TASK TO COMPLETE >>
Copy every line of the records that includes the word "this".

EXCERPTED DATA >>
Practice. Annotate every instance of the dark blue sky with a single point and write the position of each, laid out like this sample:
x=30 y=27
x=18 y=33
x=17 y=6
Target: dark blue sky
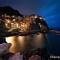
x=50 y=9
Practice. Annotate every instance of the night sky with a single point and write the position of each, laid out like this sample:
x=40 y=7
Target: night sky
x=49 y=9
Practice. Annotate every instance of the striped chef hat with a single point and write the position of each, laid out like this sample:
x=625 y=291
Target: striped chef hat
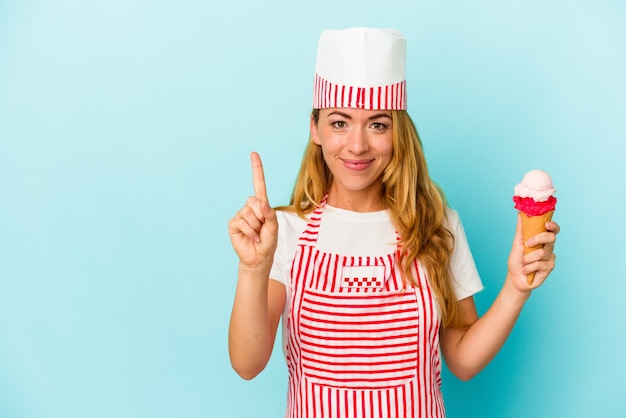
x=360 y=68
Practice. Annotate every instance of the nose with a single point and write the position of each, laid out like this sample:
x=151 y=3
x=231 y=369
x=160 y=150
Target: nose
x=357 y=141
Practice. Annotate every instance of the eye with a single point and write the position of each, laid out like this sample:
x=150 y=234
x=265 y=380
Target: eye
x=379 y=126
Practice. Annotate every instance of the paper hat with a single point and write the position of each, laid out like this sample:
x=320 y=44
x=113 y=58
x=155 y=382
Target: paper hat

ANSWER TO THE PROBLEM >>
Practice. Annotate every instance of the dark blue sky with a single point and write the position of each, laid out like this sample:
Practice. Annotate every instance of the night sky with a single point and write the position of each, laid out like this sample:
Practice. Annotate every instance of the striped chef hat with a single point and write the position of each, laid out like this sample:
Practice. Annotate every instance of the nose with a single point and write the position of each, laid out like this sample:
Practice. Annotate every instance of the eye with a single point and write the position of each, laid out like this sample:
Practice. Annotate every instance of the paper hat with a single point and write the position of each, laid out like this sample:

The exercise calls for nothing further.